TASK DIRECTIONS:
Copy out the entries below line for line.

Labeled box records:
--------------------
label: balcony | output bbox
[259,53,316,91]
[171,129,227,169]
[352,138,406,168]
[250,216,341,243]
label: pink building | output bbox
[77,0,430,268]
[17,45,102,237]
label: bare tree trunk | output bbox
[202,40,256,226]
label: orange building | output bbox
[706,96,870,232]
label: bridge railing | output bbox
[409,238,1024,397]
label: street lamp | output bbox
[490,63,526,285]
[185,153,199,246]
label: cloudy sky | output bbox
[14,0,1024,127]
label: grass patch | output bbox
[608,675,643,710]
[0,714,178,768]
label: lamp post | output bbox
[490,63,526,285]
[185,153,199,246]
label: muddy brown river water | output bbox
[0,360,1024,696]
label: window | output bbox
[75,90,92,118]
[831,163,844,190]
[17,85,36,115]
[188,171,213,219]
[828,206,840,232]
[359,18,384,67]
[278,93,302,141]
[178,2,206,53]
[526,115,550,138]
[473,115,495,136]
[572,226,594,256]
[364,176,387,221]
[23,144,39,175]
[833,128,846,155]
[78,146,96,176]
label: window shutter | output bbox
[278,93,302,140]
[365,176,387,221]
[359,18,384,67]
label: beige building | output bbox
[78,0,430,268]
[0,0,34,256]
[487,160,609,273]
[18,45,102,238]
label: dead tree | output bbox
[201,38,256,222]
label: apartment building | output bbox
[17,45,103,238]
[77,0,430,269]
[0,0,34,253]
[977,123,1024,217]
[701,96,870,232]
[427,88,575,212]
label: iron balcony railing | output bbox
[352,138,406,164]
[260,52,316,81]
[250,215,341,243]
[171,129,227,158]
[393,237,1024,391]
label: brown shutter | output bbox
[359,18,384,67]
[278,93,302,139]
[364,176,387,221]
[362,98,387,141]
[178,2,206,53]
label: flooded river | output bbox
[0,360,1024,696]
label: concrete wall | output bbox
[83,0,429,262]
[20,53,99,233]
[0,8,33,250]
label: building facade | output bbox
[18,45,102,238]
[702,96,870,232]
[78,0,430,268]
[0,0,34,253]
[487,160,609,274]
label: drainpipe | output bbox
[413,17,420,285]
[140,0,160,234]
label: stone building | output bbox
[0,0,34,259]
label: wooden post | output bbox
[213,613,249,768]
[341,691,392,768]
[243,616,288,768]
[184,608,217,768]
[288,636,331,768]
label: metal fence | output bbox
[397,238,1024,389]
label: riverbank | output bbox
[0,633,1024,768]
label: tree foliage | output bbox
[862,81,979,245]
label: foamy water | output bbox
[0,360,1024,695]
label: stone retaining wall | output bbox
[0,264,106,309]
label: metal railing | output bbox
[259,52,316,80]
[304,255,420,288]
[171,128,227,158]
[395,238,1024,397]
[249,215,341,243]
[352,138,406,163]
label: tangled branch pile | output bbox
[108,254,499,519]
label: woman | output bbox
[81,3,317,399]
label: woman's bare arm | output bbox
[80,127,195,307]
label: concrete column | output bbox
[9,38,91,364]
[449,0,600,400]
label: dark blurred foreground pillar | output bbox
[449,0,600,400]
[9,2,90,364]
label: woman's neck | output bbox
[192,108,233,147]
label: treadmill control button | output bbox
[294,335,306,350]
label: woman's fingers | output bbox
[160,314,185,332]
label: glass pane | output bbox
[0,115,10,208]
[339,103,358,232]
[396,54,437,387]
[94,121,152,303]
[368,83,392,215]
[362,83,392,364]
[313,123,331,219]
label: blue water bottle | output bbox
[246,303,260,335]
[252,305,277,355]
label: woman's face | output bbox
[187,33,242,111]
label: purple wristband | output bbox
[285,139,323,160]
--------------------
RESPONSE FOR THIS EXERCISE:
label: balcony | output bbox
[259,53,316,91]
[171,129,227,169]
[352,138,406,168]
[250,216,341,243]
label: pink building | output bbox
[77,0,430,268]
[17,45,102,237]
label: bare tree trunk | output bbox
[202,40,256,226]
label: orange building | output bbox
[706,96,870,232]
label: bridge railing | output bbox
[409,238,1024,397]
label: street lamp | output bbox
[490,63,526,285]
[185,153,199,246]
label: cloudy sky | output bbox
[14,0,1024,127]
label: grass patch | output bbox
[608,675,643,710]
[0,714,178,768]
label: lamp post | output bbox
[490,63,526,285]
[185,153,199,246]
label: muddy brown river water | output bbox
[0,360,1024,696]
label: window | output bbox
[75,90,92,118]
[831,163,844,190]
[17,85,36,115]
[188,171,213,219]
[828,206,840,232]
[359,18,384,67]
[278,93,302,141]
[178,2,206,53]
[526,115,550,138]
[473,115,495,136]
[572,226,594,256]
[364,176,387,221]
[23,144,39,175]
[833,128,846,155]
[78,146,96,176]
label: window shutter | output bbox
[278,93,302,140]
[365,176,387,221]
[359,18,384,67]
label: beige building | output bbox
[78,0,430,268]
[0,0,34,256]
[487,160,609,273]
[18,45,102,238]
label: dead tree | output bbox
[201,38,256,222]
label: apartment building | output bbox
[17,45,103,238]
[77,0,430,269]
[0,0,34,253]
[977,123,1024,217]
[701,96,870,232]
[427,88,575,212]
label: iron balcony railing | output bbox
[352,138,406,164]
[260,52,316,81]
[250,215,341,243]
[171,129,227,158]
[393,237,1024,391]
label: brown shutter | output bbox
[359,18,384,67]
[278,93,302,139]
[364,176,387,221]
[362,98,387,141]
[178,2,206,53]
label: flooded river | output bbox
[0,360,1024,696]
label: concrete wall | output bbox
[83,0,429,262]
[20,53,99,233]
[0,8,33,250]
label: building facade | output bbox
[18,45,102,238]
[702,96,870,232]
[78,0,430,268]
[0,0,34,253]
[487,160,609,274]
label: drainpipe | output bbox
[413,17,420,285]
[140,0,160,234]
label: stone building | output bbox
[0,0,34,259]
label: wooden post | output bbox
[213,613,249,768]
[341,691,392,768]
[243,616,288,768]
[184,608,217,768]
[288,636,331,768]
label: metal fence | output bbox
[397,238,1024,389]
label: riverbank | output bbox
[0,633,1024,768]
label: tree foliage | output bbox
[862,81,979,245]
label: foamy water | output bbox
[0,360,1024,695]
label: stone retaining wall | output bbox
[0,264,106,309]
label: metal railing | output bbox
[259,52,316,80]
[304,255,420,288]
[171,128,227,158]
[395,238,1024,397]
[249,215,341,243]
[352,138,406,163]
label: tangled branch pile | output bbox
[108,254,499,519]
label: woman | output bbox
[81,3,317,399]
label: woman's bare arm | output bbox
[80,127,195,307]
label: concrete column | output bbox
[9,38,91,364]
[449,0,600,400]
label: dark blurred foreground pillar | output bbox
[449,0,600,400]
[9,2,90,364]
label: woman's neck | output bbox
[192,108,233,147]
label: treadmill control button | output bbox
[294,335,306,350]
label: woman's fingers | output bbox
[160,314,185,332]
label: glass pane | output bbox
[0,115,10,208]
[339,103,358,232]
[396,54,437,387]
[94,121,152,303]
[368,83,392,215]
[362,83,392,364]
[313,123,331,219]
label: blue water bottle | output bbox
[246,303,260,335]
[252,305,277,355]
label: woman's face | output bbox
[187,33,242,111]
label: purple wristband | output bbox
[285,139,323,160]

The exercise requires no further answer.